Required task: Render the lines below as a JSON list of strings, one string per line, with blank lines omitted and the pictures left out.

Data lines:

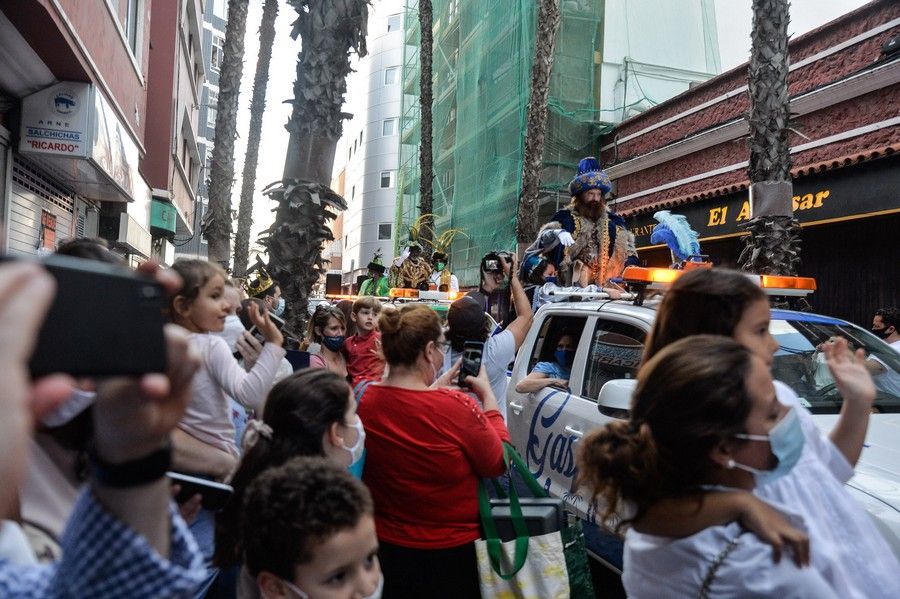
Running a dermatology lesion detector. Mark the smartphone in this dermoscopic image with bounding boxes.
[457,341,484,387]
[250,312,284,343]
[166,472,234,512]
[13,254,166,377]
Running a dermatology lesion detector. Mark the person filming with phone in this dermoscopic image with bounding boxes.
[0,261,204,599]
[444,257,532,421]
[358,304,509,597]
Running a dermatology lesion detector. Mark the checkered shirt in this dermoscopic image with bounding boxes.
[0,490,206,599]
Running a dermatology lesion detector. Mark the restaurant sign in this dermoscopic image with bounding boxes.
[625,158,900,248]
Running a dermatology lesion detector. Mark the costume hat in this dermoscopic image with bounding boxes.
[569,156,612,196]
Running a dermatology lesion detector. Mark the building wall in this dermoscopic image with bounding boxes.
[335,0,403,284]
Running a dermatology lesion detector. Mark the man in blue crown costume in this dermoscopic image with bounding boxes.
[526,156,640,287]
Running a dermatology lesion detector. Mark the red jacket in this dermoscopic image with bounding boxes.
[357,385,509,549]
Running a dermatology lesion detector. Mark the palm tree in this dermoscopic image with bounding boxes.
[203,0,250,268]
[516,0,560,245]
[234,0,278,276]
[260,0,368,333]
[419,0,434,253]
[739,0,800,275]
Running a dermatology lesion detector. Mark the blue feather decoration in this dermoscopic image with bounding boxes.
[650,210,700,260]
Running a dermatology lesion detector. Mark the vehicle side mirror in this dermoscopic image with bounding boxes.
[597,379,637,420]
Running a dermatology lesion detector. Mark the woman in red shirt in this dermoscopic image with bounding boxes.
[357,305,509,599]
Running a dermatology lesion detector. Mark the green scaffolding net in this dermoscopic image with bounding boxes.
[396,0,611,285]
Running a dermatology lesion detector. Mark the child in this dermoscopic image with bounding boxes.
[632,269,900,597]
[341,297,384,388]
[238,458,384,599]
[170,260,285,474]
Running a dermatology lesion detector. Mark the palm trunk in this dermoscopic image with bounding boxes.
[203,0,250,268]
[419,0,434,257]
[516,0,560,244]
[234,0,278,276]
[739,0,800,275]
[260,0,368,338]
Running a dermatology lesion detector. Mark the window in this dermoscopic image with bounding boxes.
[581,319,647,408]
[209,33,225,73]
[206,90,219,129]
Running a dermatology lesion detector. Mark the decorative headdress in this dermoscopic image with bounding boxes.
[367,248,386,275]
[650,210,700,260]
[569,156,612,196]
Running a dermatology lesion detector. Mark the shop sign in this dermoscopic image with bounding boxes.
[626,158,900,248]
[19,82,92,158]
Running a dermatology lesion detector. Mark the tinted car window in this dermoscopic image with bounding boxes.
[769,313,900,414]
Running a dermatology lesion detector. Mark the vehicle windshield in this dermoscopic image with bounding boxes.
[769,310,900,414]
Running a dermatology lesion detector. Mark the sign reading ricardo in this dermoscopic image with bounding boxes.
[19,82,93,158]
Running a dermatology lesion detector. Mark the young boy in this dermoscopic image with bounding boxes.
[238,457,384,599]
[341,297,384,388]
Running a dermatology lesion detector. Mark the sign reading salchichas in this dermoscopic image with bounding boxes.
[625,158,900,249]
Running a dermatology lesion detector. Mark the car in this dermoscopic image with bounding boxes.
[507,278,900,572]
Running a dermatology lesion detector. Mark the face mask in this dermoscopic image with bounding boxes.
[322,335,346,351]
[281,574,384,599]
[272,297,284,316]
[553,349,575,366]
[728,408,805,485]
[872,327,894,339]
[341,416,366,468]
[213,314,246,353]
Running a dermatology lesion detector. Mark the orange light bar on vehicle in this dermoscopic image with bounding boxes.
[622,266,682,285]
[759,275,816,293]
[388,287,419,299]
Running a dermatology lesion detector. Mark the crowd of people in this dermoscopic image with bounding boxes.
[0,160,900,599]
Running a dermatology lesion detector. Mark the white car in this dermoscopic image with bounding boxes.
[507,300,900,570]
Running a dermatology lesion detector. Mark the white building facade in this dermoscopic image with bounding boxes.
[334,0,404,291]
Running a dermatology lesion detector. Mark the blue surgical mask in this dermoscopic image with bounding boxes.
[728,408,806,485]
[272,297,284,316]
[322,335,346,351]
[553,349,575,368]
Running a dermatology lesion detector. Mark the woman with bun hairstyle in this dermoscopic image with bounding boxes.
[578,335,842,599]
[359,305,509,599]
[214,368,366,586]
[644,268,900,597]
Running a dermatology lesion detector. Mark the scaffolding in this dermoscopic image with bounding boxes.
[395,0,612,285]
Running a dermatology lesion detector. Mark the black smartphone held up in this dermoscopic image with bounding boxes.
[166,472,234,511]
[458,341,484,387]
[250,312,284,343]
[21,254,166,377]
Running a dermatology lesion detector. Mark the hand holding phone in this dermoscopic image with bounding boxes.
[457,341,484,387]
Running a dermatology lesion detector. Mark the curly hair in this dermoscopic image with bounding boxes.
[214,368,350,567]
[578,335,753,526]
[240,458,373,580]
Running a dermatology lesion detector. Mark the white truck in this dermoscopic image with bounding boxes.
[507,282,900,572]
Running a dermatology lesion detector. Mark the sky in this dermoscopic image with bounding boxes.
[232,0,866,246]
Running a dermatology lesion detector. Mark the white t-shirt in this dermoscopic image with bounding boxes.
[178,333,285,457]
[443,331,516,420]
[754,381,900,598]
[622,504,841,599]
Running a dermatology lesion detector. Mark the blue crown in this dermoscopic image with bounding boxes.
[569,156,612,196]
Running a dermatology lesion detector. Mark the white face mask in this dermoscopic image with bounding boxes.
[341,416,366,466]
[282,574,384,599]
[213,314,246,353]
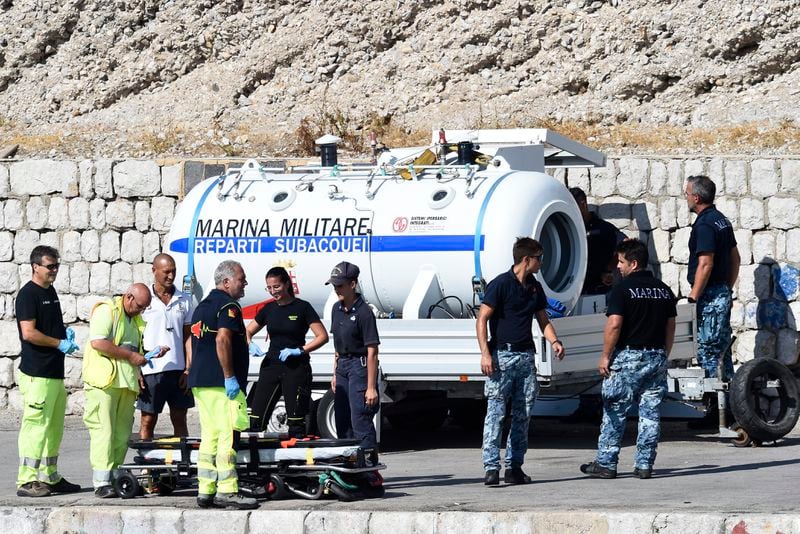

Reply:
[
  "Running a dermatology lesion detector. Mark the smartphone in this dermoscopic image with bounding boxes.",
  "[457,341,484,387]",
  "[250,312,284,343]",
  "[166,472,234,512]",
  "[13,254,166,377]",
  "Running a dermatology lesion detector. Mark the person filming with phone in this dermoscopic image with bounding boxes.",
  "[0,261,204,599]",
  "[444,257,532,421]",
  "[358,304,509,597]",
  "Running a dermatology lesion detector. Mark the checkered shirt in this dermoscopic image with bounding boxes.",
  "[0,490,206,599]",
  "Running a dermatology lesion detector. Mark the restaurant sign in this dermoscopic image with bounding boxes.",
  "[625,158,900,248]",
  "Running a dermatology lesion detector. Mark the costume hat in this dermoscopic image with bounding boxes.",
  "[569,156,612,196]",
  "Running a dermatology lesion detector. Mark the building wall in this dermoscopic image with bounding boxes.",
  "[335,0,403,284]",
  "Running a dermatology lesion detector. Mark the man in blue crown costume in this dermoscopic image with bounding boxes.",
  "[526,156,640,287]",
  "Running a dermatology lesion detector. Mark the red jacket in this dermoscopic image with bounding boxes.",
  "[357,385,509,549]",
  "Running a dermatology lesion detector. Mark the palm tree in this dermoscopic image with bounding boxes.",
  "[203,0,250,268]",
  "[516,0,560,245]",
  "[234,0,278,276]",
  "[260,0,368,333]",
  "[419,0,434,253]",
  "[739,0,800,275]",
  "Running a dermatology lesion detector. Mark the blue feather decoration in this dermoscopic image with bounding boxes.",
  "[650,210,700,260]",
  "Running a dermatology lesion detector. Mark the vehicle side mirror in this dermoscopic image with bounding boxes.",
  "[597,379,637,420]",
  "Running a dermatology lesion detector. Mark the woman in red shirt in this dermoscopic image with bounding boxes.",
  "[357,305,509,599]",
  "Running a dermatology lesion detector. Mark the green scaffolding net in this dermoscopic image with bounding boxes.",
  "[396,0,611,285]",
  "Running a dermatology lesion detector. Mark the child in this dermoscopic image with bounding boxes.",
  "[632,269,900,597]",
  "[341,297,384,388]",
  "[238,458,384,599]",
  "[170,260,285,474]",
  "Running a dermatology lesion detector. Mark the palm trunk in this dermoscopic image with bounding boxes.",
  "[203,0,250,268]",
  "[419,0,434,257]",
  "[516,0,560,244]",
  "[234,0,278,276]",
  "[739,0,800,275]",
  "[260,0,368,338]",
  "Running a dermatology lesion detector. Mark the window in this dermoscopic image with bounding boxes.",
  "[581,319,647,408]",
  "[209,33,225,73]",
  "[206,90,219,129]",
  "Running a dermatology lesion detector. Mark the decorative headdress in this dermoscopic image with bounding boxes.",
  "[367,248,386,275]",
  "[650,210,700,260]",
  "[569,156,612,196]",
  "Running a dermatology lesion detector. Mark the shop sign in this dermoscopic image with bounding boxes.",
  "[626,158,900,248]",
  "[19,82,92,158]",
  "Running a dermatology lesion detector. Mark the tinted car window in this dermoscopic image with bounding boxes.",
  "[769,313,900,414]",
  "Running a dermatology lesion detector. Mark the vehicle windshield in this dermoscopic image with bounding boxes.",
  "[769,310,900,414]",
  "Running a dermatology lesion detector. Mark the sign reading ricardo in this dermoscopic image with bounding boxes.",
  "[19,82,93,158]",
  "Running a dermatology lesion detector. Mark the young boy in this dermoscopic image with bounding boxes.",
  "[238,457,384,599]",
  "[341,297,384,388]",
  "Running a dermatology lesion detector. Mark the sign reading salchichas in this dermoscopic image with bounding boxes.",
  "[625,158,900,249]",
  "Running a dermatology lesion detector. Mark the car in this dermoscopic image with bounding boxes.",
  "[507,278,900,572]",
  "Running a dermatology lesion detector. Mark the face mask in this dermoscopic image with bounding boxes.",
  "[322,335,346,351]",
  "[281,574,384,599]",
  "[272,297,284,316]",
  "[553,349,575,366]",
  "[728,408,805,485]",
  "[872,327,894,339]",
  "[341,416,366,468]",
  "[213,314,246,353]",
  "Running a dermatology lesion detector. Mark the orange light bar on vehicle in this dermoscopic image with bounding boxes.",
  "[622,266,682,285]",
  "[759,275,816,293]",
  "[388,287,419,299]",
  "Running a dermatology lesion detector. Mark the crowd of people in this dermoscopic image with bounding boxes.",
  "[0,160,900,599]",
  "Running a dermatology lesion detector. Mark the white car in this dermoscopic image with bounding boxes.",
  "[507,300,900,570]",
  "Running a dermatology lesion detector. Mark the white building facade in this dermoscopic image with bounding boxes.",
  "[334,0,404,291]",
  "Running a dermatology lesion detector. Mark the blue surgical mask in this dermoscopic image with bounding boxes.",
  "[728,408,806,485]",
  "[272,297,284,316]",
  "[322,335,346,351]",
  "[553,349,575,368]",
  "Running a dermatology lesion detector. Mark the woman with bun hairstyle in this dermoscopic image with bounding boxes.",
  "[578,335,842,599]",
  "[359,305,509,599]",
  "[214,368,366,586]",
  "[644,268,900,597]",
  "Running a dermatology lesion detector. Mark the scaffolding in this dermoscopic image with bounding boxes.",
  "[395,0,612,285]",
  "Running a dermatology lesion detector. Mark the black smartphone held up in this dermoscopic image with bounding boxes.",
  "[166,472,234,511]",
  "[458,341,484,387]",
  "[250,312,284,343]",
  "[21,254,166,377]",
  "Running a dermatology lesion detector. Mark the hand holding phone in this dermoscopic image with bounding boxes.",
  "[457,341,484,387]",
  "Running a dermatology lesion detector. Mark the curly hair in this dermoscopic image with bounding boxes.",
  "[214,368,350,567]",
  "[578,335,753,526]",
  "[240,458,373,580]",
  "Running a dermatology lesion detector. Mark the white truck in this dermoscopic image with bounding boxes.",
  "[507,282,900,572]",
  "Running a dermatology lesion detector. Mark the sky in this dermoscopic image with bounding boxes.",
  "[232,0,866,246]",
  "Running a dermatology lesion detector. Mark the white t-shirt in this dermoscopic image with bounding boxes.",
  "[178,333,285,457]",
  "[443,331,516,420]",
  "[754,381,900,598]",
  "[622,504,841,599]",
  "Running a dermatology lesion detector. Mark the blue crown in this dermoscopic image with bounding boxes.",
  "[569,156,612,196]",
  "Running a dermatology lesion detector. Mark the white face mask in this dermoscopic image with bounding boxes.",
  "[341,416,366,466]",
  "[282,574,384,599]",
  "[213,314,246,353]"
]